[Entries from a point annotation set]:

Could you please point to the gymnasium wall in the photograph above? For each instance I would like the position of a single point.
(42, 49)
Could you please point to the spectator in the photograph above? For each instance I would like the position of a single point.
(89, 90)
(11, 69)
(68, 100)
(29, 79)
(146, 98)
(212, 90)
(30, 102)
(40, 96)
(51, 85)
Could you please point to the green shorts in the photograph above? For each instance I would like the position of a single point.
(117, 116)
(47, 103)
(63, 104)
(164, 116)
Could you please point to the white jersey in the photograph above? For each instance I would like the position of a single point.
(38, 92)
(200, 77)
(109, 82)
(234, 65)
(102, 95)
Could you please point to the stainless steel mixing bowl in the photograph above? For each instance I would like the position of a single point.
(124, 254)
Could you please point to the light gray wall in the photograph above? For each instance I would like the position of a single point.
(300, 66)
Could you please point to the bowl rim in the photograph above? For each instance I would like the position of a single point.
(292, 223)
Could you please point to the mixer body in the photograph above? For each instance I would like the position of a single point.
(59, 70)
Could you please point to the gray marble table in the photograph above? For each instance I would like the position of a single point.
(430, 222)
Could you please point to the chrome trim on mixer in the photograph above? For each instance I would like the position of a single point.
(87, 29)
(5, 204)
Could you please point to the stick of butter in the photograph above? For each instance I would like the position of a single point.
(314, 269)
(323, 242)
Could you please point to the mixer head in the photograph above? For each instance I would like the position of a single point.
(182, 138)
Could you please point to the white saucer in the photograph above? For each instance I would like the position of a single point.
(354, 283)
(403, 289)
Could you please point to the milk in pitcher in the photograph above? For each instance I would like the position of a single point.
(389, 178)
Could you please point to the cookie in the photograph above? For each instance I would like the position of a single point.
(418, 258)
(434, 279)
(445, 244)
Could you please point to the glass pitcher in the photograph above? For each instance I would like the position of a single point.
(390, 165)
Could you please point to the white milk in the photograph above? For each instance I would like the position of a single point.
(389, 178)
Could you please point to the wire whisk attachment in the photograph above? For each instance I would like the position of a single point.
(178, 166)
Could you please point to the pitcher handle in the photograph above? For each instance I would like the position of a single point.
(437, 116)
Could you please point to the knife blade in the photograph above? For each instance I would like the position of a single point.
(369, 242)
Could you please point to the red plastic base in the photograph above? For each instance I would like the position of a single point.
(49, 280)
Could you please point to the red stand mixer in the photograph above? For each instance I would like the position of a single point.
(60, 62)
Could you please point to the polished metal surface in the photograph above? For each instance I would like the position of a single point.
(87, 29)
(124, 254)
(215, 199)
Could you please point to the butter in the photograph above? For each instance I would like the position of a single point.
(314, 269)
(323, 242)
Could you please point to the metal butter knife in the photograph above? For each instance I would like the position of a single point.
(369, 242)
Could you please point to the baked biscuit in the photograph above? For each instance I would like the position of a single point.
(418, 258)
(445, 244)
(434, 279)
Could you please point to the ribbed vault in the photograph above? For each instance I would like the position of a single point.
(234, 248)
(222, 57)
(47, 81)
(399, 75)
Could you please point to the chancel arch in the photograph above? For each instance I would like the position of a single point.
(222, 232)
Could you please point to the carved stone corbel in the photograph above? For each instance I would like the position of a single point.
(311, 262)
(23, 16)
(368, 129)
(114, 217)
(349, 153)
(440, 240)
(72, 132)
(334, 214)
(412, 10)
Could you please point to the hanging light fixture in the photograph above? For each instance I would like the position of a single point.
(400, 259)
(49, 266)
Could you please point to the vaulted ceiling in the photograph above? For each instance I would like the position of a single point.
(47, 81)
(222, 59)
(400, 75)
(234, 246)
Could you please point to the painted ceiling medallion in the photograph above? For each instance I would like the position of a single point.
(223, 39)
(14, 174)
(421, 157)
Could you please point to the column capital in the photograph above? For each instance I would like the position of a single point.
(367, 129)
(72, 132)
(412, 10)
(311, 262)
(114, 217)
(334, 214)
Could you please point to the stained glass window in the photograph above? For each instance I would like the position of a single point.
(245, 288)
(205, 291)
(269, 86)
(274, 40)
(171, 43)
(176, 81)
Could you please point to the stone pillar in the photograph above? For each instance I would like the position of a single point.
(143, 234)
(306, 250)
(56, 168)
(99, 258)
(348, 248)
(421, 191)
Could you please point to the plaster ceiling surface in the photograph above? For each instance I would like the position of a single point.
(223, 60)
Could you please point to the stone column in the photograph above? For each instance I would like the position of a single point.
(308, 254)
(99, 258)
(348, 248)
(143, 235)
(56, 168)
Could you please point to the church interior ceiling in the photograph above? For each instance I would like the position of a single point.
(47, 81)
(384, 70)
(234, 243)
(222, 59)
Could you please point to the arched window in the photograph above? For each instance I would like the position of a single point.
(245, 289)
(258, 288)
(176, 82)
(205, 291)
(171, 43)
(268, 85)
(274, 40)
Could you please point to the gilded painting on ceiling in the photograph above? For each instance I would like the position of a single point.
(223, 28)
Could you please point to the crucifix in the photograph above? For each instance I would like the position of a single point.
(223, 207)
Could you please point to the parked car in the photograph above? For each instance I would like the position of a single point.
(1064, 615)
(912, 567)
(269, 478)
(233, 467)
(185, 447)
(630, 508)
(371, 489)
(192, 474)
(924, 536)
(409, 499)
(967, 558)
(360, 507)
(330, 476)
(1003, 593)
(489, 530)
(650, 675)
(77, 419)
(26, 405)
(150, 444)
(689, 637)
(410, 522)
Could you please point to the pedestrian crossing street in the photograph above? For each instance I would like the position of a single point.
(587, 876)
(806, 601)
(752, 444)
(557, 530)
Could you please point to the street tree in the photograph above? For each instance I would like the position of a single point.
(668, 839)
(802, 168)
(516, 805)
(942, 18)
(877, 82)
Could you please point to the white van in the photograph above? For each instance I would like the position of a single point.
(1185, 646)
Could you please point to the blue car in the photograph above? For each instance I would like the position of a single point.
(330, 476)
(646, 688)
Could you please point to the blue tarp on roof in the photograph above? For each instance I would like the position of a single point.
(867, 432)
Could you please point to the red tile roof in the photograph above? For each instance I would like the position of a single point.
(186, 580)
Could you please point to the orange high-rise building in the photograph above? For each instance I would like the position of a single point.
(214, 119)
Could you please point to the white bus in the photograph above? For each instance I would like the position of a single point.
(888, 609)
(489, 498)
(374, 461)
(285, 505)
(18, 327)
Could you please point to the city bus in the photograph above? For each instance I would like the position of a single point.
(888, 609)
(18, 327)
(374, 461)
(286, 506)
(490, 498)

[Prompt]: All of the entries above need to be reproduced exactly.

[Worked answer]:
Could you please point to the gymnasium wall in the photograph above? For each instance I would like the position of a single point.
(42, 49)
Could you please point to the spectator in the photograph above? For each instance I would like the position of a single point.
(89, 90)
(11, 69)
(68, 100)
(29, 79)
(146, 98)
(212, 90)
(30, 102)
(40, 96)
(51, 85)
Could you please point to the green shorts in the photograph above? For each instance I would like the position of a single point.
(117, 116)
(47, 103)
(63, 104)
(164, 116)
Could you please point to the white jersey in the photograph above? For each instance I would like the position of a single point.
(38, 92)
(200, 77)
(109, 82)
(234, 65)
(102, 95)
Could you please point to the stainless steel mixing bowl in the photograph above? For each instance I would like the position of a single point.
(124, 254)
Could you please point to the light gray wall in the photograph above? For each instance I would like the position of a single point.
(300, 66)
Could you please point to the bowl rim in the photograph above? For each instance I would like the position of a single point.
(292, 223)
Could you please point to the mixer body in the photograph above? For each instance I would like the position of a single point.
(59, 70)
Could you please point to the gray marble table in the photograph above? For each instance I would like the position of a single point.
(430, 222)
Could you please point to the chrome trim on mixer in the photograph above? For each instance I would like the position of a single point.
(87, 29)
(5, 204)
Could you please point to the stick of butter in the photograph above? For each instance I would like the position of a single point.
(314, 269)
(323, 242)
Could you please point to the mixer head in the photograph above? For each instance I would like the position of a single point.
(182, 138)
Could you please point to the white saucer in the photograph above? For each instance I would like the position of a single point.
(354, 283)
(403, 289)
Could you please point to the milk in pitcher in the photograph above? For each instance I would like the position of a single point.
(389, 178)
Could you please point to the cookie in the photograph above? For each instance I would like the position of a single point.
(418, 258)
(434, 279)
(445, 244)
Could you please point to the glass pitcher in the photograph above? For each instance I would like the position of a single point.
(390, 165)
Could you please point to the white milk in the photograph above? For each instance I would like the position of a single point.
(389, 178)
Could you please point to the wire whisk attachment in the photograph above? For each instance I would like the position of a single point.
(178, 166)
Could you please point to the pitcher handle in the photograph above? For each instance I would like the position of a single point.
(437, 116)
Could you please point to the knife blade in the photograph above? For each instance I would like the position of a single point.
(369, 242)
Could you please point to the red plastic base in the photograph above? For each instance I would like the position of a single point.
(49, 280)
Could you please point to the red stand mixer in the photograph above? For each instance I would like the position of a single point.
(60, 62)
Could you please point to the polished metal surface in the photograph above? For each instance I would like the position of a single point.
(87, 29)
(124, 254)
(215, 199)
Could you please point to the butter in the photograph above? For each instance I would like the position of a single point.
(314, 269)
(323, 242)
Could you please point to the metal butter knife in the photograph above? For each instance I would like the position of a single point.
(369, 242)
Could you please point to the baked biscuit in the photograph above? For each instance I would like the position of a single point.
(418, 258)
(445, 244)
(434, 279)
Could you please point to the ribbed vault in the photograph above? For each instance I would like the position of a single point.
(234, 248)
(222, 57)
(47, 81)
(399, 75)
Could you please point to the chancel arch in the photograph above? For each instance I would like the position of a single point.
(222, 232)
Could you please point to the carved stone corbel in the photograph above? For each instance I would like the position of a single point.
(311, 262)
(23, 16)
(368, 129)
(114, 217)
(349, 153)
(440, 240)
(72, 132)
(334, 214)
(412, 10)
Could you please point to the hanging light fixture in the photograph above? For each instance I would like the position of a single point.
(400, 259)
(49, 266)
Could you please point to the vaulted ceiling in the photograph above? For each instance I would like the position of a single point.
(47, 81)
(222, 59)
(400, 75)
(234, 246)
Could you please point to the painted ceiling medallion in the photograph above? For each instance I would like the position of a single point.
(223, 39)
(14, 174)
(421, 157)
Could you please point to the column capital in the photograph above? For each instance I would like the position of a single point.
(367, 129)
(72, 132)
(412, 10)
(311, 262)
(114, 217)
(334, 214)
Could you please point to the stained glass window in the photograph above? For each instance I would like the position of a single point.
(245, 288)
(205, 291)
(269, 86)
(274, 40)
(171, 43)
(176, 81)
Could you please point to the stone pillar in the photograph above? For each instance I would like the position of a single point.
(143, 234)
(306, 250)
(56, 168)
(99, 258)
(348, 248)
(421, 191)
Could you please point to the plaster ceiling surface in the photograph above? For each instance I would like the position of a single point.
(223, 60)
Could you please point to the stone column in the photograph above? For each instance I would like the position of a single point.
(308, 254)
(99, 258)
(348, 248)
(143, 235)
(56, 168)
Could you please point to the church interior ceiling in the photograph above? For each instance I would like the position of a single point.
(47, 81)
(384, 70)
(234, 243)
(222, 59)
Could you please point to the arched window in the photograph above? For each instance I would like the position of a single point.
(245, 289)
(258, 288)
(176, 82)
(205, 291)
(171, 43)
(268, 85)
(274, 40)
Could you please point to the gilded painting on ceiling in the photograph above? For each instance I would like the position of a single point.
(223, 28)
Could you please point to the crucifix in the photograph above? For each instance I would like the position of a single point.
(223, 207)
Could you please point to the parked car in the photograph above? For each instance I would like the position of a single point.
(1064, 615)
(912, 567)
(269, 478)
(233, 467)
(185, 447)
(630, 508)
(371, 489)
(192, 474)
(924, 536)
(409, 499)
(967, 558)
(360, 507)
(330, 476)
(1003, 593)
(489, 530)
(650, 675)
(77, 419)
(26, 405)
(150, 444)
(689, 637)
(410, 522)
Could you please point to the pedestrian crossing street in the photograph above? For each instance I would like the position of a single point.
(587, 876)
(806, 601)
(752, 444)
(557, 530)
Could you please point to the street tree in the photograph above? For each instance I would like the position of a single point.
(668, 839)
(802, 168)
(516, 805)
(942, 18)
(877, 82)
Could you please point to the white van in the photograph above? For each instance I would like the position of a single point.
(1185, 646)
Could you please point to the blue car in the photograph above? For each instance I would like the position of a single point.
(330, 476)
(646, 688)
Could you please point to the blue tarp on roof in the photograph above? For each instance I would like the position of a single point.
(867, 432)
Could you please point to the red tile roof in the photograph above? For each instance I would like the position of a single point.
(186, 580)
Could you please point to the orange high-rise building in the photograph above? For each instance I would like the position of a single point.
(214, 119)
Could you please point to the white bus in the photograph above? For each instance I would like the position of a single point.
(888, 609)
(489, 498)
(374, 461)
(285, 505)
(18, 327)
Could you please point to the city bus in the photograph above? For each instance I would like the position of a single point.
(888, 609)
(18, 327)
(374, 461)
(286, 506)
(490, 498)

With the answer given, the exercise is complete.